OBJECTIVES:
[A] According to the Makid Haider biography, in what year did he receive the Bangla Academy Literary Award?
[B] Rewrite the part of the Makid Haider biography that opens with the words containing "- Born: 28 September" and closes with "Bangladeshi writer (1947–2024)", changing "Pabna District" to "Rajshahi District".
[C] Carry on the Makid Haider biography from its last sentence.

EXTRACTED TEXT:
- Born: 28 September 1947 Pabna District, East Bengal, Pakistan
- Died: 10 July 2024 (aged 76) Dhaka, Bangladesh
- Occupations: Writer, poet
- Relatives: Zia Haider (brother); Daud Haider (brother); Rashid Haider (brother);
- Awards: Bangla Academy Literary Award (2019)

= Makid Haider =

Bangladeshi writer (1947–2024)

Makid Haider (28 September 1947 – 10 July 2024) was a Bangladeshi writer, poet and recipient of the Bangla Academy Literary Award.

RECORD SET:
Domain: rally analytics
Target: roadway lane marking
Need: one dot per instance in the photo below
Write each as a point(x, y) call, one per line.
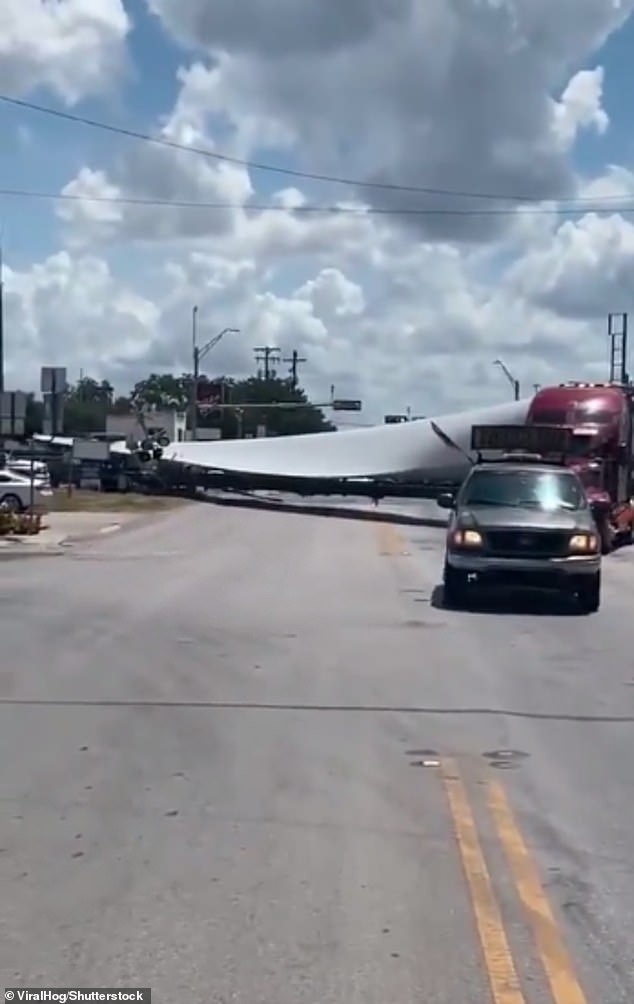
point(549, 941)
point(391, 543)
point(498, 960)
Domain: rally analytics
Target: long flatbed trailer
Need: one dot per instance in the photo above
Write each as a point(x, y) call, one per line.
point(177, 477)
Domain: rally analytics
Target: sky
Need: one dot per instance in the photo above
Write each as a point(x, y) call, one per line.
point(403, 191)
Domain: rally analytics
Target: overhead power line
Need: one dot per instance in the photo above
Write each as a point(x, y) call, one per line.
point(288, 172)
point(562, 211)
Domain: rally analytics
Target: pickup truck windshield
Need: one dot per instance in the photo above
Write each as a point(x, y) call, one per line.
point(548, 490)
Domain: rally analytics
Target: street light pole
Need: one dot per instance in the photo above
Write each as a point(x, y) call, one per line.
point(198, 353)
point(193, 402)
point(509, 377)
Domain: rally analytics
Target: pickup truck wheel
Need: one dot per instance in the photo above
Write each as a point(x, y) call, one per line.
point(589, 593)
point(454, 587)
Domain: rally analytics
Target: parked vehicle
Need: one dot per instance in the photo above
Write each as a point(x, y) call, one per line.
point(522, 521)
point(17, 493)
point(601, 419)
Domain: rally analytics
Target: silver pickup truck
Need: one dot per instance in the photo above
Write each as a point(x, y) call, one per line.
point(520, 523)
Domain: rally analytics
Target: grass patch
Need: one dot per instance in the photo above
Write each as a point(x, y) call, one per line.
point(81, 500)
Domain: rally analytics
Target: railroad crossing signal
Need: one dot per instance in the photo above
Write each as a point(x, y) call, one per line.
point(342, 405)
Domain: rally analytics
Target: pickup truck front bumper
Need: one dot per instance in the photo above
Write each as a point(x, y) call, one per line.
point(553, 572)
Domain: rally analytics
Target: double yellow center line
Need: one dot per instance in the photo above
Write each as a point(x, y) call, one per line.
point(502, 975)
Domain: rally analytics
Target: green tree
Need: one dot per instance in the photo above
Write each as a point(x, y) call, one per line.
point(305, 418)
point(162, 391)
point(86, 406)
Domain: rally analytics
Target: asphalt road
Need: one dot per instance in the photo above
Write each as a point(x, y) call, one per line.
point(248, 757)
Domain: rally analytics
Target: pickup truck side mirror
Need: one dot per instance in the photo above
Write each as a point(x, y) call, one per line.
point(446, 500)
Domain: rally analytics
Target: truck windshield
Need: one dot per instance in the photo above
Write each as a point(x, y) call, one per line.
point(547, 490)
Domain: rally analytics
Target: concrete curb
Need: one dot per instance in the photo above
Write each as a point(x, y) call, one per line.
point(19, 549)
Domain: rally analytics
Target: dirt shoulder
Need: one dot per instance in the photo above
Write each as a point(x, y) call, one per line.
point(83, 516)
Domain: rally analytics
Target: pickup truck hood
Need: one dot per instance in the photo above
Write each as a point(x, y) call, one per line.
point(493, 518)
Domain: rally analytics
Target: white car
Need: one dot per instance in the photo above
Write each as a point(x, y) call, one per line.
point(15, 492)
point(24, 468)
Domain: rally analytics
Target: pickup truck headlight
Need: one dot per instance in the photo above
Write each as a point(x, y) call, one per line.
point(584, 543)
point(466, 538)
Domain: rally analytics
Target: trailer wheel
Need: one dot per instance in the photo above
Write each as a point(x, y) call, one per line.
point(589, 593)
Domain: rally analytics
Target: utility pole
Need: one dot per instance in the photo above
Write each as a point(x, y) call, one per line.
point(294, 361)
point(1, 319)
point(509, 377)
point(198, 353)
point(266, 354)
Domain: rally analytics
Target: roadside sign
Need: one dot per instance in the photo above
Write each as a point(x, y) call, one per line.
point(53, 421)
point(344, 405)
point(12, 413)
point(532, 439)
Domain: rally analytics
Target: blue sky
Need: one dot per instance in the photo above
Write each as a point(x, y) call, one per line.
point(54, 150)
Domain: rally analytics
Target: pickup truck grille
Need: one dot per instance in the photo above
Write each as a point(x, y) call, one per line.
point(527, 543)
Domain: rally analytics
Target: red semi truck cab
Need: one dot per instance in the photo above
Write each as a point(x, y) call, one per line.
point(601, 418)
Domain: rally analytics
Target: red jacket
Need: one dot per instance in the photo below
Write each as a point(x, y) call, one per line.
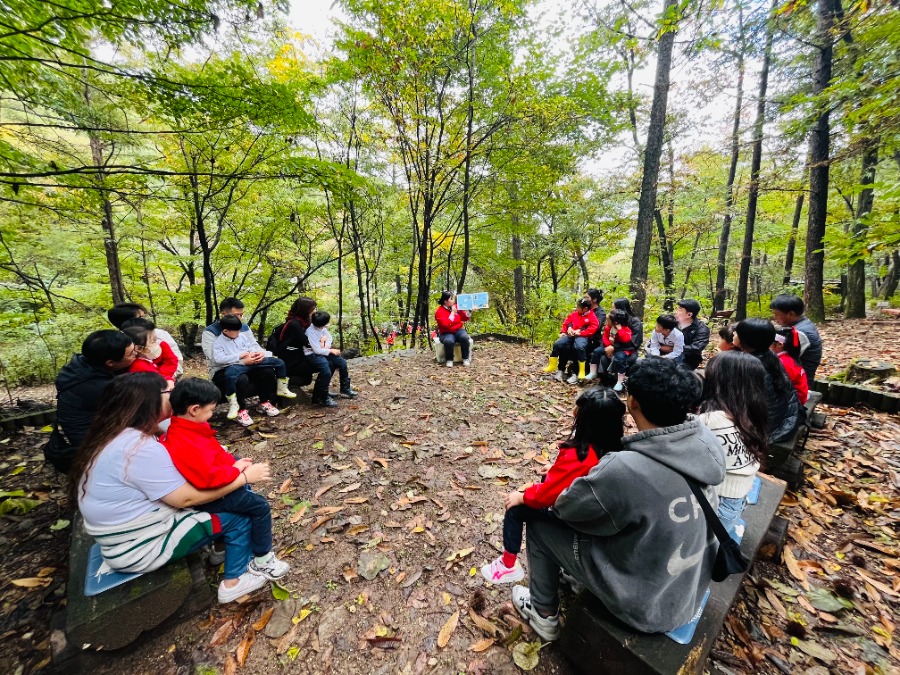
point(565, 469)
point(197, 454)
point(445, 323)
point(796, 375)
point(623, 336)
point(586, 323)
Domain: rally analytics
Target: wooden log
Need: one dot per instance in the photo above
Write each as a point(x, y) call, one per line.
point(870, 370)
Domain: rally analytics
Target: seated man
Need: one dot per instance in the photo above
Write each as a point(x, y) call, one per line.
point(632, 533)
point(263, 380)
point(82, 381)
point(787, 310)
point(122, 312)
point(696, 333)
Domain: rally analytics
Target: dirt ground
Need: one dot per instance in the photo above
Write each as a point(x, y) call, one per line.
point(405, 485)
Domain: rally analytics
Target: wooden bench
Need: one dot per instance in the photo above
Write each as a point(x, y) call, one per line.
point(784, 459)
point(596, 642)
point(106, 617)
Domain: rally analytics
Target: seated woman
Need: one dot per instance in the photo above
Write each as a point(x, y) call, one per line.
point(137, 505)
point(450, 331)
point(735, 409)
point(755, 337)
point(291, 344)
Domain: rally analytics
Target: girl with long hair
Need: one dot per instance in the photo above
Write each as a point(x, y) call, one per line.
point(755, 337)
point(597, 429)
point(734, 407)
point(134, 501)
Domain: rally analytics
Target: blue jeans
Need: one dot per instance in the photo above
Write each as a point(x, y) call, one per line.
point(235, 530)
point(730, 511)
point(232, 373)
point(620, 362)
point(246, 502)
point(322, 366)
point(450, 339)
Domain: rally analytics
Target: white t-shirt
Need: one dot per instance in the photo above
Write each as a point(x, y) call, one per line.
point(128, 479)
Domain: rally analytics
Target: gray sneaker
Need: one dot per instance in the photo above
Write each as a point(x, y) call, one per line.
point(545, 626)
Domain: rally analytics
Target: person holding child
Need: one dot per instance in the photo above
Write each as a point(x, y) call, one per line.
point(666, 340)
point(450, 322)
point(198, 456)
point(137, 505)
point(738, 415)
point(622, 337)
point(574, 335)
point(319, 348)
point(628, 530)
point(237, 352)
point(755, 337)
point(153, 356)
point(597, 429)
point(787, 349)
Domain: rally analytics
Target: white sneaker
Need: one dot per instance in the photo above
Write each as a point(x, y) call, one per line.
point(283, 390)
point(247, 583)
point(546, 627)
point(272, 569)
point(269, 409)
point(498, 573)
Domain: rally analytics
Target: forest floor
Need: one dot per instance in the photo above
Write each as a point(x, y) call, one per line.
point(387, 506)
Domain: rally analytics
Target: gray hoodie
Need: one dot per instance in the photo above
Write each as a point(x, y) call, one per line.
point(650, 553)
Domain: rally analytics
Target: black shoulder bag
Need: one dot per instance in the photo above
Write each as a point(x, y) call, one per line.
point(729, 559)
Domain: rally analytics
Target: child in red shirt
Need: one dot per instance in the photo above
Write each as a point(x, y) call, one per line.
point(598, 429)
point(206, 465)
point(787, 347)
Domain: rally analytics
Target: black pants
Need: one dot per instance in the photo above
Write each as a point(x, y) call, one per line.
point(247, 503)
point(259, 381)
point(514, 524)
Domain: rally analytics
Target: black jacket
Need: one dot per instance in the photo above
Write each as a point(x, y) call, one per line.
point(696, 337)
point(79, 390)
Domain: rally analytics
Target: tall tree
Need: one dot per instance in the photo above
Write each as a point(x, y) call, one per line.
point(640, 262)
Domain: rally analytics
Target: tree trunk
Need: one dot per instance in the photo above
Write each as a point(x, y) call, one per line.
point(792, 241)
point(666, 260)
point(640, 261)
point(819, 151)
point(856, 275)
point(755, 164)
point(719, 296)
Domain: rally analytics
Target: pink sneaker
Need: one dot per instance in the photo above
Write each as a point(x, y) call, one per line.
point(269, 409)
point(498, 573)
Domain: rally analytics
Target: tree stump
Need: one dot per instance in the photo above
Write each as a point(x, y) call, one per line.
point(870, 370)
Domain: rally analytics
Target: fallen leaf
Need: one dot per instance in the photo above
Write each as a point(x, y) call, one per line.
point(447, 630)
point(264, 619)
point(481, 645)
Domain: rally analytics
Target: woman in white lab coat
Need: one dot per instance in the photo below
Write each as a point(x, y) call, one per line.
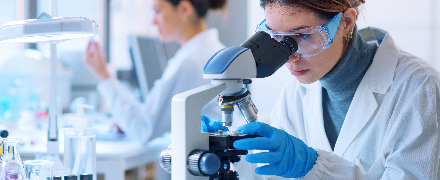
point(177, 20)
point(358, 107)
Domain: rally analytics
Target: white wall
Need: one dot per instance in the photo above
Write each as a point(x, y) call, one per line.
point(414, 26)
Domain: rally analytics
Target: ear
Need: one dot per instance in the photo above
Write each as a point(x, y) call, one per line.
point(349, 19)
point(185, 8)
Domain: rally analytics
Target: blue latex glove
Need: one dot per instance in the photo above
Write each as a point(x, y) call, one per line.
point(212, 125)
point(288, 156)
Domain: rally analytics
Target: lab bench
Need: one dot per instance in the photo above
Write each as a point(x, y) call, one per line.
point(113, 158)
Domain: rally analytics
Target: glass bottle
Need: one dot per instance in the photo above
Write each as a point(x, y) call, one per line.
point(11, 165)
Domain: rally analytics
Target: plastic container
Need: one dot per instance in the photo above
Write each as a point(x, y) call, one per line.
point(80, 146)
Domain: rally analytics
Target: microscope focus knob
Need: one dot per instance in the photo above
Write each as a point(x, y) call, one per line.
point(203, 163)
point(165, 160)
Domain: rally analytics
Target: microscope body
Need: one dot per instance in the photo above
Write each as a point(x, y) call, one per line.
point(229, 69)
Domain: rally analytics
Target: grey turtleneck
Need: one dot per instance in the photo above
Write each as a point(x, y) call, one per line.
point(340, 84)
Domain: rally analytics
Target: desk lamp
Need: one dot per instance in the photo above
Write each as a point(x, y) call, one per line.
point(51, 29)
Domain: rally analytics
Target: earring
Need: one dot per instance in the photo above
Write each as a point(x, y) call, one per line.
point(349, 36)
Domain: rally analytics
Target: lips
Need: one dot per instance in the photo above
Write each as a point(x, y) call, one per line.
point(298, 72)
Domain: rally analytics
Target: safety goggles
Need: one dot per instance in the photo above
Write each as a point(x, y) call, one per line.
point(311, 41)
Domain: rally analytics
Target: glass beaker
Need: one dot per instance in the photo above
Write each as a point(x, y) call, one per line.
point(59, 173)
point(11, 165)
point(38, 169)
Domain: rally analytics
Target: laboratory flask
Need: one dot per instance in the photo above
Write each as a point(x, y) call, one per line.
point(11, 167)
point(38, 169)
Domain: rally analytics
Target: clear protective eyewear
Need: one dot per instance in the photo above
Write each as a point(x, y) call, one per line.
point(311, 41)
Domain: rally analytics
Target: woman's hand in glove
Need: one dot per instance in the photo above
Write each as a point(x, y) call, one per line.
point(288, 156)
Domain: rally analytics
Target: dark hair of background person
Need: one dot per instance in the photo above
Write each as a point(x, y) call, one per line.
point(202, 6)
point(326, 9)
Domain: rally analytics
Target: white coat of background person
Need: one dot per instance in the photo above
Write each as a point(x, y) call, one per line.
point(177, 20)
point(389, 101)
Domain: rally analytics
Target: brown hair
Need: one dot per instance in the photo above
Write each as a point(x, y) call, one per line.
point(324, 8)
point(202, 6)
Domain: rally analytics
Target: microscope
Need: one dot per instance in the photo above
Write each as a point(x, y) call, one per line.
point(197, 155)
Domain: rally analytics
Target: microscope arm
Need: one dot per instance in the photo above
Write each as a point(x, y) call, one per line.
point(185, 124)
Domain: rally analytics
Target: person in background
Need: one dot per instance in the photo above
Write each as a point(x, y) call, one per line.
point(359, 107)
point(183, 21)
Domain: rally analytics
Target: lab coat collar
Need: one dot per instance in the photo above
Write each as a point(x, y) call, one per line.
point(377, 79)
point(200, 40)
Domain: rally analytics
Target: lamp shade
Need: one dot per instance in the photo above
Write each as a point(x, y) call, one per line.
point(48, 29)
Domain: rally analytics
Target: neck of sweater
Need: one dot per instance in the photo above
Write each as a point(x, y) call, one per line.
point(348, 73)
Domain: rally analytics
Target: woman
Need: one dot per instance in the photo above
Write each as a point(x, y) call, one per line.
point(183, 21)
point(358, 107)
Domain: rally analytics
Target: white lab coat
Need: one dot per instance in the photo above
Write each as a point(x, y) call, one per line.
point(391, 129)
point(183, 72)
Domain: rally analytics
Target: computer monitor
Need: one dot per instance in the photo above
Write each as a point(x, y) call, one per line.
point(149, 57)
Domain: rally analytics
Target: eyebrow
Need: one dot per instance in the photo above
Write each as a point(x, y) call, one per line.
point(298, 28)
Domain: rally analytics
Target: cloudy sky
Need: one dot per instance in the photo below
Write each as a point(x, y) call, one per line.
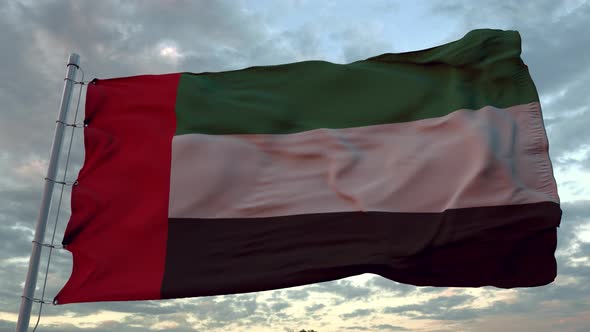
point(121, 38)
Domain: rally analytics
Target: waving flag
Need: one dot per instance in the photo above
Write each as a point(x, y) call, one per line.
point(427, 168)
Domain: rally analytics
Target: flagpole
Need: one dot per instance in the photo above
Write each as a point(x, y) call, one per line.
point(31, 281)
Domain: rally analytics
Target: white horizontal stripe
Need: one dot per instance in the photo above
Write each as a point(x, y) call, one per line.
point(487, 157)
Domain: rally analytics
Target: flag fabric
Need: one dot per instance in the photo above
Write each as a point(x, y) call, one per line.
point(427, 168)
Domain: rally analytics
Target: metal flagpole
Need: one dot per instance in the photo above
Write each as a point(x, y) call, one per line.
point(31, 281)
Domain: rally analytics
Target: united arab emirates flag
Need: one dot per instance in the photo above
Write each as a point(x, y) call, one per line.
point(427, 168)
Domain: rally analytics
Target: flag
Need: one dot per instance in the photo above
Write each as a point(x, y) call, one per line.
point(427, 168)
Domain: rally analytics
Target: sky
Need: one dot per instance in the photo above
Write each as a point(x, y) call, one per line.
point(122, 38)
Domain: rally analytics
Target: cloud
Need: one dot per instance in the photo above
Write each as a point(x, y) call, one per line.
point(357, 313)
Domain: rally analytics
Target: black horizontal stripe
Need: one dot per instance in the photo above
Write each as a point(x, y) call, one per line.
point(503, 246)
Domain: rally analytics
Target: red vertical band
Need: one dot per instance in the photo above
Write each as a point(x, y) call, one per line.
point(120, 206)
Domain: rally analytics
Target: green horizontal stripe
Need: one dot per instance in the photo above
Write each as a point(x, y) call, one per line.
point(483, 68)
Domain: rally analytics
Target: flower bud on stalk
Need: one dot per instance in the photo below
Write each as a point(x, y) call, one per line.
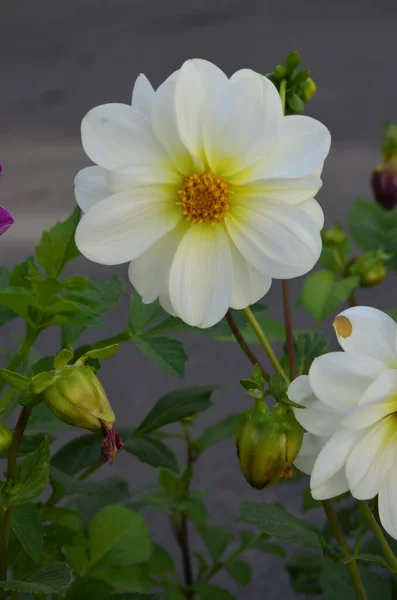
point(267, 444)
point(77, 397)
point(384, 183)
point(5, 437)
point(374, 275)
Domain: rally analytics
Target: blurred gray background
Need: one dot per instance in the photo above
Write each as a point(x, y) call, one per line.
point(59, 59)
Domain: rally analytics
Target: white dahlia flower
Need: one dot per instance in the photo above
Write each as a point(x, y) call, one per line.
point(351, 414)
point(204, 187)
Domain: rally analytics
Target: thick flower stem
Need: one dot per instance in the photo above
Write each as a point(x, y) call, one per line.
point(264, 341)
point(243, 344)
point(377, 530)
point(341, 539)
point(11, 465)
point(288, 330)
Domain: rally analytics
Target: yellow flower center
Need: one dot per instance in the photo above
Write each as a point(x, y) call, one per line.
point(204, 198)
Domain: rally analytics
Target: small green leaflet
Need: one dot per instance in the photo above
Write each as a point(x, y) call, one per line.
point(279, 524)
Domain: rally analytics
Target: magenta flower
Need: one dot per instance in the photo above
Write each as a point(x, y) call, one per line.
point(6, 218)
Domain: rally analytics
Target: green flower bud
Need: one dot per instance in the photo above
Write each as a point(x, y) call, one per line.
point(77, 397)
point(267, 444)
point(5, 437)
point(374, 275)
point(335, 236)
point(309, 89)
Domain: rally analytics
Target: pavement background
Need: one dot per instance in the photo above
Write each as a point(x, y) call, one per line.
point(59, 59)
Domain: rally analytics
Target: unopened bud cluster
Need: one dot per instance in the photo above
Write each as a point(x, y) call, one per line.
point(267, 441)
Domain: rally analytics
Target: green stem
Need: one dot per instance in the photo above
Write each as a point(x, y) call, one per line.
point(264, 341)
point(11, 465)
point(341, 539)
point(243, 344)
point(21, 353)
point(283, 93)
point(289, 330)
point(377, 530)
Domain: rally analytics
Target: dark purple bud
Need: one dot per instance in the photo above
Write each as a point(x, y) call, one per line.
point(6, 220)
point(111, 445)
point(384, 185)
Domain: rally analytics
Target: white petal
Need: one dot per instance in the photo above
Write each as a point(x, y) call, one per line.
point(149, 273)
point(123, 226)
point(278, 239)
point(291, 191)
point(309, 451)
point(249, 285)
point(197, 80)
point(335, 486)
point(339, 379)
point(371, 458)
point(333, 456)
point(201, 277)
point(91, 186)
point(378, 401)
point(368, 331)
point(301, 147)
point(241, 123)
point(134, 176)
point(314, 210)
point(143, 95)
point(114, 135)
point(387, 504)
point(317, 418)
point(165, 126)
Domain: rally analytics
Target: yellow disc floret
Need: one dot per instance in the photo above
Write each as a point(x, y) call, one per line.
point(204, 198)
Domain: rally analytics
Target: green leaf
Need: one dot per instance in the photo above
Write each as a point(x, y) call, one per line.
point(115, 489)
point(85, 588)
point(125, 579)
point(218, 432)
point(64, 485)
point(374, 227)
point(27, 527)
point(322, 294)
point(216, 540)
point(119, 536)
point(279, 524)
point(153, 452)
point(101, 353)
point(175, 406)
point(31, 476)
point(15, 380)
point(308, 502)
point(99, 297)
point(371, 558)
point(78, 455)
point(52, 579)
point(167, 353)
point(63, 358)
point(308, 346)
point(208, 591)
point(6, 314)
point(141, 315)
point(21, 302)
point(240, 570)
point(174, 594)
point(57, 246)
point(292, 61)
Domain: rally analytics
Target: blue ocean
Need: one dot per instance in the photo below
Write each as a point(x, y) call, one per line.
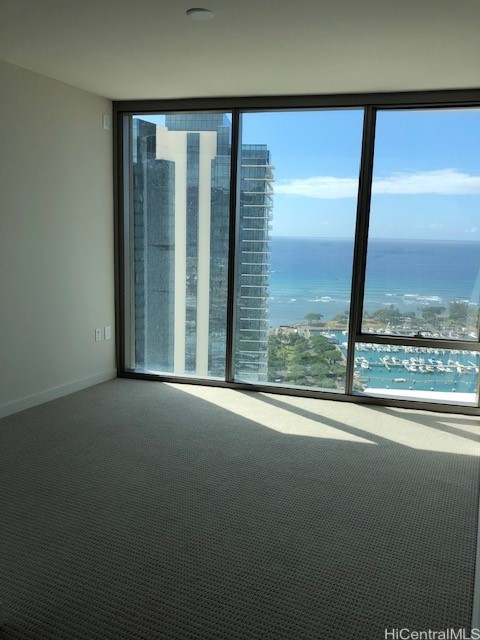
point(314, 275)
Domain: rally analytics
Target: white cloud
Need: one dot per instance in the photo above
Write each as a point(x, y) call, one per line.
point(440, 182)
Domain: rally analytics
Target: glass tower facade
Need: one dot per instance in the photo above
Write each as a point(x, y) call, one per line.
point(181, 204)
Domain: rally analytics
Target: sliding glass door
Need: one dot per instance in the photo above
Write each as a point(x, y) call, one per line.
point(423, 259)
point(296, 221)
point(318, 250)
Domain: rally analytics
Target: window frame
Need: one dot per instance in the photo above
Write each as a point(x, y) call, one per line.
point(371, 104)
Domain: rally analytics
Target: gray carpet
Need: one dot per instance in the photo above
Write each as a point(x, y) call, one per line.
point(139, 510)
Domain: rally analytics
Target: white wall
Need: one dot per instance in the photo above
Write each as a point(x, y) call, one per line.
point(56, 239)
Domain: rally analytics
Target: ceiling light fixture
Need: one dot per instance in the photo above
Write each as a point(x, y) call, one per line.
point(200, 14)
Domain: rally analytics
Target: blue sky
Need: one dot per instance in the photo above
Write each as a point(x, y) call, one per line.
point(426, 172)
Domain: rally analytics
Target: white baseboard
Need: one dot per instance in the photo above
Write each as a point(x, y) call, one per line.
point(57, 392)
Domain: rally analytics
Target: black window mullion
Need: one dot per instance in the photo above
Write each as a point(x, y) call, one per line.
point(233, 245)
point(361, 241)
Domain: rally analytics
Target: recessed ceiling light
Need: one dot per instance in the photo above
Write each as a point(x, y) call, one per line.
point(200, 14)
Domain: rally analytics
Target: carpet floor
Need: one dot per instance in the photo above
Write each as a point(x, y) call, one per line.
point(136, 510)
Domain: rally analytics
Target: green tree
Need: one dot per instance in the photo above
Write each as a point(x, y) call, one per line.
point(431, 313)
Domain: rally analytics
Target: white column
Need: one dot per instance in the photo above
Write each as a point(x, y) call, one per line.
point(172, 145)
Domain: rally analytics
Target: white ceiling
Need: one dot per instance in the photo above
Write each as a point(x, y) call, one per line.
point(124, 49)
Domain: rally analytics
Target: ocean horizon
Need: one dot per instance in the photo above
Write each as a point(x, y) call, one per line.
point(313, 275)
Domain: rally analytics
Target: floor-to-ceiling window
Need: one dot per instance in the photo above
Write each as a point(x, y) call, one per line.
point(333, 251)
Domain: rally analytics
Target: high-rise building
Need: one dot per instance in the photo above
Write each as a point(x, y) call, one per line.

ANSWERS TO THE EXERCISE:
[A] 2019

[B]
- Born: 28 September 1947 Rajshahi District, East Bengal, Pakistan
- Died: 10 July 2024 (aged 76) Dhaka, Bangladesh
- Occupations: Writer, poet
- Relatives: Zia Haider (brother); Daud Haider (brother); Rashid Haider (brother);
- Awards: Bangla Academy Literary Award (2019)

= Makid Haider =

Bangladeshi writer (1947–2024)

[C]
==Biography==
Makid Haider was born on 28 September 1947 in the village of Doharpara in Pabna District in then East Bengal to Hakimuddin Sheikh and Rahima Khatun. His father Hakimuddin Sheikh was a prominent Zamindar in Pabna Town. Haider was one of seven sons and seven daughters, as well as the sixth amongst brothers, Rashid Haider, Zia Haider, Daud Haider, Zahid Haider, Abid Haider and Arif Haider had been involved in the literature and culture of the country.

Haider died in Dhaka on 10 July 2024, at the age of 76.

==Awards==
Haider was one of ten individuals to be awarded the Bangla Academy Literary Award in 2019 by the Government of Bangladesh .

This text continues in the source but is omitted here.